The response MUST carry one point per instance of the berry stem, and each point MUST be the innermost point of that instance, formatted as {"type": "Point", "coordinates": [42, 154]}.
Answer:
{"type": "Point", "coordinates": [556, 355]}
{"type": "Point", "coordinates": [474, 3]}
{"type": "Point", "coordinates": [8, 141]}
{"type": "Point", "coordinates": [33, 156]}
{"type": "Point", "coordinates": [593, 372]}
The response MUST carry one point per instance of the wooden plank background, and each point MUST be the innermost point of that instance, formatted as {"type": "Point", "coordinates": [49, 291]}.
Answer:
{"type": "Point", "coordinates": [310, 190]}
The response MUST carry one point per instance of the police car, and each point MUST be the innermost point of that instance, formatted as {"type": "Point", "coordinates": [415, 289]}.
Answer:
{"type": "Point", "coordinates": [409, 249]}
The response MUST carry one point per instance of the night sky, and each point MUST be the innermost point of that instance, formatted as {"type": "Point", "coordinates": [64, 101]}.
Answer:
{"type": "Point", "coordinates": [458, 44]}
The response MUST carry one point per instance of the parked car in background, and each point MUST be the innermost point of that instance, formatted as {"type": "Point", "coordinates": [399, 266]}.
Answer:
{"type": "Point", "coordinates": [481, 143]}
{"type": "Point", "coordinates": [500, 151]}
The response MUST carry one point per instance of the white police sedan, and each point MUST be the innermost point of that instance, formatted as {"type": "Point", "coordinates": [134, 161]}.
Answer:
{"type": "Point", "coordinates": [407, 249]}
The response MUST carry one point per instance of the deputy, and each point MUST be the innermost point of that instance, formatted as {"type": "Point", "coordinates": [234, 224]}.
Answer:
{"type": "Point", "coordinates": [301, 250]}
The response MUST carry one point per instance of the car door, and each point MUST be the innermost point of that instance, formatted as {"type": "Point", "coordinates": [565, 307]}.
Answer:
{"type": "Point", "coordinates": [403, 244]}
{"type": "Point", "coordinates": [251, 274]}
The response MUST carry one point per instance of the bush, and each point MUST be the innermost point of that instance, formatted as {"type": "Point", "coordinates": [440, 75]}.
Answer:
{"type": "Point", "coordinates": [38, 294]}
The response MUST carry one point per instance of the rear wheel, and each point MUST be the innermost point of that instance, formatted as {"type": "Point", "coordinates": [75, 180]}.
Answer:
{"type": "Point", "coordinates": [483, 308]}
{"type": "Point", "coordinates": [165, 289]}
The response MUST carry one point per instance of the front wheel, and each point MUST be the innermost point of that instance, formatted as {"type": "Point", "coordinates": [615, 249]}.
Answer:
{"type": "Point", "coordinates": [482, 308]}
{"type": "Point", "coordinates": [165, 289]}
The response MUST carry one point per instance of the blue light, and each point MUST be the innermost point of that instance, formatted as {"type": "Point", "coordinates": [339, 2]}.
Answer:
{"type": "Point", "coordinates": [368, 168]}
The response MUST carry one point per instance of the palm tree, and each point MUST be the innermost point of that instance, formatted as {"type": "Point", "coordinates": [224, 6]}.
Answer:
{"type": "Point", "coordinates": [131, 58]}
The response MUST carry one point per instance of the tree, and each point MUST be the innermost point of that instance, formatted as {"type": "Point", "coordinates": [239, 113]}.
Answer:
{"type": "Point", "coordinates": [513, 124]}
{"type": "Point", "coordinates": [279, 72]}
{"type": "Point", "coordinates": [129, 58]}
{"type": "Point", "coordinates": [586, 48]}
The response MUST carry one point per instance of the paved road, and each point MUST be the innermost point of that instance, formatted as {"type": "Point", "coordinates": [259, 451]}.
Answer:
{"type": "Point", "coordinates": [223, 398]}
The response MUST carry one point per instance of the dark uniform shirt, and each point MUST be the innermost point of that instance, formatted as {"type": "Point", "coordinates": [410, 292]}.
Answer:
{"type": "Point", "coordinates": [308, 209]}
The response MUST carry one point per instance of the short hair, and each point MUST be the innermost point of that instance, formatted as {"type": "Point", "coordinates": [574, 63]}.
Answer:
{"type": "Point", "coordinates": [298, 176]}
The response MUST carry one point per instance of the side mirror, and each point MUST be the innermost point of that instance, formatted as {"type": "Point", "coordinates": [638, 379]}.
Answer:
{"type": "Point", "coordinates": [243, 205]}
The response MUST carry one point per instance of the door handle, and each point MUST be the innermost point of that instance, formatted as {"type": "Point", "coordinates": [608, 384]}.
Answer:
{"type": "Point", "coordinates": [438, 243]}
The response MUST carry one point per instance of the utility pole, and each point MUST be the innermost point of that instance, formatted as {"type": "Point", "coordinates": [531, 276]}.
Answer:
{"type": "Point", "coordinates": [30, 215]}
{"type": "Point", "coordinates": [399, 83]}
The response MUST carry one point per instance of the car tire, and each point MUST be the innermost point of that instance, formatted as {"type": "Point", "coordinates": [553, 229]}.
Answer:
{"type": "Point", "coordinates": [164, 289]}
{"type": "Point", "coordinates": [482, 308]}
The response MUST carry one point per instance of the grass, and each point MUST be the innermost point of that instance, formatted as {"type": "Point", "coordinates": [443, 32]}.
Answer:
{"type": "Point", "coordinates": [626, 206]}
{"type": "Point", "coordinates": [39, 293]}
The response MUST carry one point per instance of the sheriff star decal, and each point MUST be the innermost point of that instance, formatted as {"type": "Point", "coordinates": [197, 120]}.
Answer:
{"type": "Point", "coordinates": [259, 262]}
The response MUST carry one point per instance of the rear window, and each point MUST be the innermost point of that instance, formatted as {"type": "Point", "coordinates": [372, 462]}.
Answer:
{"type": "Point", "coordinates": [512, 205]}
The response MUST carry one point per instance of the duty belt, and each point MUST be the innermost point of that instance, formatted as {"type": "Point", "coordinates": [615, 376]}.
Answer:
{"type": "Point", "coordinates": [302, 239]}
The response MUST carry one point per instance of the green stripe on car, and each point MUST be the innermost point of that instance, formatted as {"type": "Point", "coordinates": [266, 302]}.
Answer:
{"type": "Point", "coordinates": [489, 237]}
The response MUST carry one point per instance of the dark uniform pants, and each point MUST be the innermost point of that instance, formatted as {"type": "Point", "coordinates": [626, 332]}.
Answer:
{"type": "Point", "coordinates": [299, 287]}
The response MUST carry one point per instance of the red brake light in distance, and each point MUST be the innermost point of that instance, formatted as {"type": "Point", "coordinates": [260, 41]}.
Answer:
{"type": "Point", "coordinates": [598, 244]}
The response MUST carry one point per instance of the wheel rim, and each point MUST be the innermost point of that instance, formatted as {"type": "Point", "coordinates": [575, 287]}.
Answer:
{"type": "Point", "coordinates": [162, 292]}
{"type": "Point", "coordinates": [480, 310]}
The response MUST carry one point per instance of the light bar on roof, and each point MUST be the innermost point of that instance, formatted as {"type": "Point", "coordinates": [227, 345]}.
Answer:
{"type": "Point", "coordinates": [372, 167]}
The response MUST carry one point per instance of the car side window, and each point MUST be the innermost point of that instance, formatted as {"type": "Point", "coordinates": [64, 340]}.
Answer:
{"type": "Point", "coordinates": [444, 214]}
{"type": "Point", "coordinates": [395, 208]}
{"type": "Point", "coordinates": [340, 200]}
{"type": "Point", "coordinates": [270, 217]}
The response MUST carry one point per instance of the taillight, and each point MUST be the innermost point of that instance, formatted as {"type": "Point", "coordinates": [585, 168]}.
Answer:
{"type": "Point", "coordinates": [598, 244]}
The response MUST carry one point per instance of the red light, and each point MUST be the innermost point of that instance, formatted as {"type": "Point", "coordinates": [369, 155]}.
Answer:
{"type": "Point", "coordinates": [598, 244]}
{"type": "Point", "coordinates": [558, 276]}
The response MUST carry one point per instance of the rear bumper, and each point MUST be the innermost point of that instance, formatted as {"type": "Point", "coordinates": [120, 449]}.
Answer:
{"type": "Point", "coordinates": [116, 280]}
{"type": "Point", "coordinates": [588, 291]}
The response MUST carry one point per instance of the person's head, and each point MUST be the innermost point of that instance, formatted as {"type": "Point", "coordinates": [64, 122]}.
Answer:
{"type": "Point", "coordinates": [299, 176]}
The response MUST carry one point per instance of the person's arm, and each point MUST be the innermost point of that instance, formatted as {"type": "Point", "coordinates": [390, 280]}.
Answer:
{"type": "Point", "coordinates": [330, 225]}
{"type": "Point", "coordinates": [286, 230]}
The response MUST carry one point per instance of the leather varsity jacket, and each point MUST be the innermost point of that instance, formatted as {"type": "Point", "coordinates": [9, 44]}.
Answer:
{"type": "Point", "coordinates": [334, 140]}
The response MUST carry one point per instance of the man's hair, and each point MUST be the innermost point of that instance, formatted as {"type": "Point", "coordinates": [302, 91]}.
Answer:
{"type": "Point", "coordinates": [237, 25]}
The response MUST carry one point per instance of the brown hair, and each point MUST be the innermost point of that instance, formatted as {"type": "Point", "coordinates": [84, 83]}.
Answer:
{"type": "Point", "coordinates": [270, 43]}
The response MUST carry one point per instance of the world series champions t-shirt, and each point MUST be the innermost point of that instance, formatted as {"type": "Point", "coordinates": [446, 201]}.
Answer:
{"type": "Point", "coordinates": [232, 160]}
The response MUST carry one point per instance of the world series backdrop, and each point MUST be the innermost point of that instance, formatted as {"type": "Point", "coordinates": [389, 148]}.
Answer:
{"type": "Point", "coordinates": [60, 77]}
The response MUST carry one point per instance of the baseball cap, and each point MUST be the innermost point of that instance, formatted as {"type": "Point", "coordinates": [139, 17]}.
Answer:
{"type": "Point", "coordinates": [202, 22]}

———

WHAT TO PRODUCE –
Render every line of the records above, from the one containing "world series champions" down to the end of the records, as a JSON list of strings with one string per line and blank lines omitted.

TASK RESPONSE –
[
  "The response MUST carry one point per instance of the world series champions t-shirt, and each point MUST be the innermost point of that instance, formatted as {\"type\": \"Point\", \"coordinates\": [446, 201]}.",
  "Answer:",
  "{\"type\": \"Point\", \"coordinates\": [232, 160]}",
  "The response MUST carry one point per instance of the world series backdrop, and each point MUST be the innermost point of that instance, formatted as {\"type\": \"Point\", \"coordinates\": [389, 148]}.",
  "Answer:",
  "{\"type\": \"Point\", \"coordinates\": [60, 77]}",
  "The response MUST carry one point per instance of the baseball cap, and each point MUST be the innermost point of that instance, formatted as {\"type\": \"Point\", \"coordinates\": [139, 17]}.",
  "Answer:",
  "{\"type\": \"Point\", \"coordinates\": [202, 22]}"
]